A block of data
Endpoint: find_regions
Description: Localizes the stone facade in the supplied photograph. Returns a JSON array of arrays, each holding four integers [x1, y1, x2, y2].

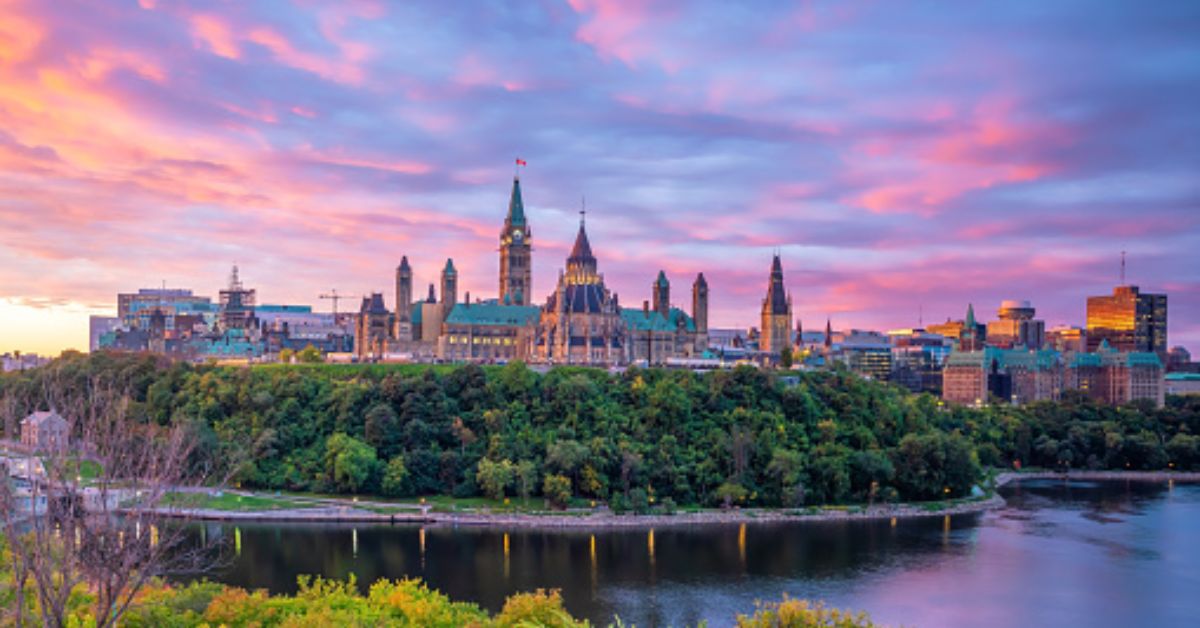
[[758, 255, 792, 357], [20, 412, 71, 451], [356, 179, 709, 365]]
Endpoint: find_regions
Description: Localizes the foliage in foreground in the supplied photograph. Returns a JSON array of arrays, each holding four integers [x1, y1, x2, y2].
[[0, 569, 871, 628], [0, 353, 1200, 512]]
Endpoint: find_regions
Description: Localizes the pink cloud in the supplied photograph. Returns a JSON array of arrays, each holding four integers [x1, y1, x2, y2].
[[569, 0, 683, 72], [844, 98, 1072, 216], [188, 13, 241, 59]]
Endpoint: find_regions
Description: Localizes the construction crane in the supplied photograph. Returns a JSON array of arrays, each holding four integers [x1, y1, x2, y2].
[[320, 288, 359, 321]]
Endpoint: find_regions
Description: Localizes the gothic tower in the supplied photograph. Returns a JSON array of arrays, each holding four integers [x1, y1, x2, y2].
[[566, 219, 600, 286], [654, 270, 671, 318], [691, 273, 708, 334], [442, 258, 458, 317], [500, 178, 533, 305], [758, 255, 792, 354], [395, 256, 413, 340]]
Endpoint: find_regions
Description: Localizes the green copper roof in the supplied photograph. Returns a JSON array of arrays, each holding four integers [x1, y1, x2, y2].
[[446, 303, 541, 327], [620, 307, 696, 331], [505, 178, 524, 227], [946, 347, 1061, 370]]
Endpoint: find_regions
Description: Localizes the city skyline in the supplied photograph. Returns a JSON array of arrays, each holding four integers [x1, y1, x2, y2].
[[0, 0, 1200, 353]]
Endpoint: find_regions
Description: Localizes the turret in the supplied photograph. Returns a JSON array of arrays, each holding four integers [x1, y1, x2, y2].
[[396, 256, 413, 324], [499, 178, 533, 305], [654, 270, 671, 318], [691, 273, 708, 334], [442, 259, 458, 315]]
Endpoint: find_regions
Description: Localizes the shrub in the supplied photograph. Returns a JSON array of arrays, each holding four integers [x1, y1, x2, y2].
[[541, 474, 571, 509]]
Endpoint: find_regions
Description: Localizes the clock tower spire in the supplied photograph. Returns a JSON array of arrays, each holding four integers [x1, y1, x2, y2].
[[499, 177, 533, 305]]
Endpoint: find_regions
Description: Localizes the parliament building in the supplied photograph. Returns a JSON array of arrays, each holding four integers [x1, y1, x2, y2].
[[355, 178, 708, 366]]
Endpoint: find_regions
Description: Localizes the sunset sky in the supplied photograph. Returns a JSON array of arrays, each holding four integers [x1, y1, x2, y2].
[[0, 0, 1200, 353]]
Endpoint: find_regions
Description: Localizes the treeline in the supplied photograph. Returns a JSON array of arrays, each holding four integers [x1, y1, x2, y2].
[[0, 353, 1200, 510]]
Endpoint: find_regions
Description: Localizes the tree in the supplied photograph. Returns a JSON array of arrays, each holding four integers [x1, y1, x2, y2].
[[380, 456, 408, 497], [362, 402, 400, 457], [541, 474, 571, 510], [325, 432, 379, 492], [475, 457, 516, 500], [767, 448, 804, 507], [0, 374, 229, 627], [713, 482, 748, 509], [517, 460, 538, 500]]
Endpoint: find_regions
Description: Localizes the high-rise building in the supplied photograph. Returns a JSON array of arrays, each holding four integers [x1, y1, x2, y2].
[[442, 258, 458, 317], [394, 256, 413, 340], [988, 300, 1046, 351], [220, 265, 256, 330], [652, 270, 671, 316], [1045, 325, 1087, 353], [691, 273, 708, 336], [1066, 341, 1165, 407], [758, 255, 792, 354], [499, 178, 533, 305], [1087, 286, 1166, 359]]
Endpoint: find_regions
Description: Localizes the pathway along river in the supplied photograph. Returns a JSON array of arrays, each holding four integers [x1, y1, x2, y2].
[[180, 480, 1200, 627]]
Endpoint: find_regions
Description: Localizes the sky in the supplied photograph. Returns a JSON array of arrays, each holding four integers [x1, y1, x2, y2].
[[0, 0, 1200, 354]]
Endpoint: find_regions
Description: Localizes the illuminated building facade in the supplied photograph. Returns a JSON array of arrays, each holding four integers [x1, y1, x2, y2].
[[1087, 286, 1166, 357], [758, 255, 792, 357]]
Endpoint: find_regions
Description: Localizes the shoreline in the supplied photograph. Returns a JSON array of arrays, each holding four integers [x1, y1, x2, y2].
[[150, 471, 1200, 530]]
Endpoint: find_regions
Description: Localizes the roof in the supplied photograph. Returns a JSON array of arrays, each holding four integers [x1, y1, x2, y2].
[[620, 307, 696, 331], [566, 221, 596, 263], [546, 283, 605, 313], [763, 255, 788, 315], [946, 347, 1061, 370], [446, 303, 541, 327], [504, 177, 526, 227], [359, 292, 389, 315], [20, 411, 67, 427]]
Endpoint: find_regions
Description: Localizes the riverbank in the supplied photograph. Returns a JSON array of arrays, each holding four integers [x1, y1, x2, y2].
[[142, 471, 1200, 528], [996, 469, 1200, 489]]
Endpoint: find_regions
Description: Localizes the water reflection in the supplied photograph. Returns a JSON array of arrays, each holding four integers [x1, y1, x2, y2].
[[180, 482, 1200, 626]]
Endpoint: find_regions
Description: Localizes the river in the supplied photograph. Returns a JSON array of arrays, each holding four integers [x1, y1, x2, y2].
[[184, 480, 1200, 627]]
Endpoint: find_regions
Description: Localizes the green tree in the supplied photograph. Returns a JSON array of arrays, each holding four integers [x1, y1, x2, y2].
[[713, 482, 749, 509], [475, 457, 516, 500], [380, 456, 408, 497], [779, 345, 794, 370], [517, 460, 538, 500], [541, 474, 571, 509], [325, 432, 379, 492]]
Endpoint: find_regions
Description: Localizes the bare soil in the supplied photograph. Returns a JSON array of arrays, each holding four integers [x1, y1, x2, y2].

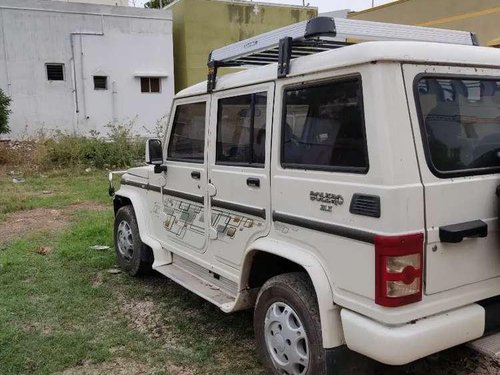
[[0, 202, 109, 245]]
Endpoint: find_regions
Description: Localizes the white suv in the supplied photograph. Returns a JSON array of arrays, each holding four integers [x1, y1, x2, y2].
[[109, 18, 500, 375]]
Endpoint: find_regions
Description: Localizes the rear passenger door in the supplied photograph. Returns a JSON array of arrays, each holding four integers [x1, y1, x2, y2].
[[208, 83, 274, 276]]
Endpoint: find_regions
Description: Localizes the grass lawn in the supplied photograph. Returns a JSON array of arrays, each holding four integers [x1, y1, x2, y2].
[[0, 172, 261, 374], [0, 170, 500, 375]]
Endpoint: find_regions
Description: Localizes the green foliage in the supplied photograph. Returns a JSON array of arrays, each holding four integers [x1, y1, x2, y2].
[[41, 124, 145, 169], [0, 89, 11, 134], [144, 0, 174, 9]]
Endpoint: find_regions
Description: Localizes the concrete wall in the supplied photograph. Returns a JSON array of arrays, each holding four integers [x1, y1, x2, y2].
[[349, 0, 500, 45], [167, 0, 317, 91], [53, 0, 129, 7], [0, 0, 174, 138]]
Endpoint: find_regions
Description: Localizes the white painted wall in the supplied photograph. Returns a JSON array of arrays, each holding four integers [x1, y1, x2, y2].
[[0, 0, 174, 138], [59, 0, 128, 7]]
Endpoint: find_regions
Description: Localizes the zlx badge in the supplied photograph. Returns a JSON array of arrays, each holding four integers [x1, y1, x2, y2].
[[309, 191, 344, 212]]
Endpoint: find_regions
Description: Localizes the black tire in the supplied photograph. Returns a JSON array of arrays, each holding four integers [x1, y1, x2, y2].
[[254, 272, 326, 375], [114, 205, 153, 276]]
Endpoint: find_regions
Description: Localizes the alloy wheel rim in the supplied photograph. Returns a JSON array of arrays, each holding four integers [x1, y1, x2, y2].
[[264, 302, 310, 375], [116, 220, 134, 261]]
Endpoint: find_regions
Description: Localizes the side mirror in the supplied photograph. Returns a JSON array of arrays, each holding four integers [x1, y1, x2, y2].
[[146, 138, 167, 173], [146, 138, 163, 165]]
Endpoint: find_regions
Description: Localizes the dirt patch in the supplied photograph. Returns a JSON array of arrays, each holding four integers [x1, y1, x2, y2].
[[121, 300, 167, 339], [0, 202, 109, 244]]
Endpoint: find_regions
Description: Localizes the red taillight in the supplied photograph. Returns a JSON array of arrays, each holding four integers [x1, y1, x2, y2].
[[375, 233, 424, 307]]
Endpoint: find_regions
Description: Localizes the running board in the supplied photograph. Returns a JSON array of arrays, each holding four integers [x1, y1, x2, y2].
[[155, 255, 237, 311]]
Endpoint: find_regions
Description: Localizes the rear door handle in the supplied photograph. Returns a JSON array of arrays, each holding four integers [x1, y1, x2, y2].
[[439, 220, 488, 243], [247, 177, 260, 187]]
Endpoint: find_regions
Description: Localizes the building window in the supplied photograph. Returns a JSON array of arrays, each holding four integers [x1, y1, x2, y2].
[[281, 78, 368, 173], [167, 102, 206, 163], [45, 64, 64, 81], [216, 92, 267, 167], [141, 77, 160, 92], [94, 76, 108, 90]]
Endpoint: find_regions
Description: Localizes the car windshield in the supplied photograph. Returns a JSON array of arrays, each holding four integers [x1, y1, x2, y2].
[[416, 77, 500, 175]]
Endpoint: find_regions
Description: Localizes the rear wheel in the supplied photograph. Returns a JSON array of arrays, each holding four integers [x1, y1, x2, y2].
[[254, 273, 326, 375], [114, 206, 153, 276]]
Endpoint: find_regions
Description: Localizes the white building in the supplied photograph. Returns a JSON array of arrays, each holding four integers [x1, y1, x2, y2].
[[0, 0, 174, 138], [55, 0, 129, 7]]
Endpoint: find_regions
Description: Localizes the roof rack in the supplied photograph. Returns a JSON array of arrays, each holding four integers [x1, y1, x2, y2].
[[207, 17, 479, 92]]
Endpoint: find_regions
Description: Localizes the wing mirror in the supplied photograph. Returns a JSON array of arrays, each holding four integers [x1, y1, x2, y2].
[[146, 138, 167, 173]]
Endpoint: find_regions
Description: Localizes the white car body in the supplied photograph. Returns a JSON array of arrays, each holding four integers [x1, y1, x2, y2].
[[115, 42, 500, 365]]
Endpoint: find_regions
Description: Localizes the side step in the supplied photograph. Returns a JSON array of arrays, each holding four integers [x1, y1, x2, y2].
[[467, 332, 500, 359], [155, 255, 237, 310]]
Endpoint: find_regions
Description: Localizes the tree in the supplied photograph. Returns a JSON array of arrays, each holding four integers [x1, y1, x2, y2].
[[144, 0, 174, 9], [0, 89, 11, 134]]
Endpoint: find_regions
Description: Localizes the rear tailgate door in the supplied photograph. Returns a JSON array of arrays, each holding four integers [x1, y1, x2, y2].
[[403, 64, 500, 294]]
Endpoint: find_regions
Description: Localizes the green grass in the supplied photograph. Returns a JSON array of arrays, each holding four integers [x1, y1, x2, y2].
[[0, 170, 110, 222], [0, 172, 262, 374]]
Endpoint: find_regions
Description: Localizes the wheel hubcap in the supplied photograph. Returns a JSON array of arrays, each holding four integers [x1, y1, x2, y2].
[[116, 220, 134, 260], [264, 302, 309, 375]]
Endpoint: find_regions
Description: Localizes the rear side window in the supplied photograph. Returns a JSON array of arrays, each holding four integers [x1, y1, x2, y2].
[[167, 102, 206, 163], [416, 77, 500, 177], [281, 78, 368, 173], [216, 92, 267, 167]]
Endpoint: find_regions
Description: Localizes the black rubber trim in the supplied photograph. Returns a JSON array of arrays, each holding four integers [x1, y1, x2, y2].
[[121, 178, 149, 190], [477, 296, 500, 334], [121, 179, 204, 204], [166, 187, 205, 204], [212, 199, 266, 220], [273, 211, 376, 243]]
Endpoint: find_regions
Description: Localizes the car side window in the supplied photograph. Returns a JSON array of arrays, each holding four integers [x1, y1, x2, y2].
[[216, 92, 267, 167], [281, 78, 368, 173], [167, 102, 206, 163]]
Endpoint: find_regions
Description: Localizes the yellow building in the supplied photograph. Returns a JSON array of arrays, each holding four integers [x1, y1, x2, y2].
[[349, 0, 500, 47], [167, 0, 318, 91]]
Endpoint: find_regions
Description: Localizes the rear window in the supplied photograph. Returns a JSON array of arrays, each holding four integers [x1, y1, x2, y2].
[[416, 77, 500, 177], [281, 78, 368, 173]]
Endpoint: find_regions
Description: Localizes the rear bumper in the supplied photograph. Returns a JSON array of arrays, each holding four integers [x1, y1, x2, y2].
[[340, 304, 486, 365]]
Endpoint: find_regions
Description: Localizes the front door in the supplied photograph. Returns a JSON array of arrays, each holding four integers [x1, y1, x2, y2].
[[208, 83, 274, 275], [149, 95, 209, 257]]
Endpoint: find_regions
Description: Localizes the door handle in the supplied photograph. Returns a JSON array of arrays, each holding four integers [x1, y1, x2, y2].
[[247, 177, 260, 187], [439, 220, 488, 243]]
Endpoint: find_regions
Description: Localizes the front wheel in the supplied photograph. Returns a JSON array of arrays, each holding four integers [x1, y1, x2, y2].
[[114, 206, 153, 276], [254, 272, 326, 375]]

Written problem: Express the material from its first line to the line containing "13, 241, 59]]" as a Markdown table with the columns Line and Content, giving each row a number and leaving out blank lines and pictures.

Right answer:
| Line | Content |
|---|---|
| 1 | Endpoint: find_regions |
| 2 | Description: Localizes the stone facade in the supplied photograph. Returns a JSON array of arrays, each holding four integers [x1, y1, x2, y2]. |
| 3 | [[758, 255, 792, 357], [20, 412, 71, 451], [356, 179, 709, 365]] |
| 4 | Endpoint: find_regions |
| 5 | Description: Localizes the foliage in foreground in the supplied photograph. Returns a JSON array of arrays, each holding four integers [x1, y1, x2, y2]. |
| 6 | [[0, 569, 871, 628], [0, 353, 1200, 512]] |
| 7 | Endpoint: find_regions |
| 8 | Description: Localizes the pink cloud in the supplied photograph. Returns a JSON array of arrays, each holding four integers [x1, y1, x2, y2]. |
| 9 | [[569, 0, 683, 72], [844, 98, 1072, 216], [188, 13, 241, 59]] |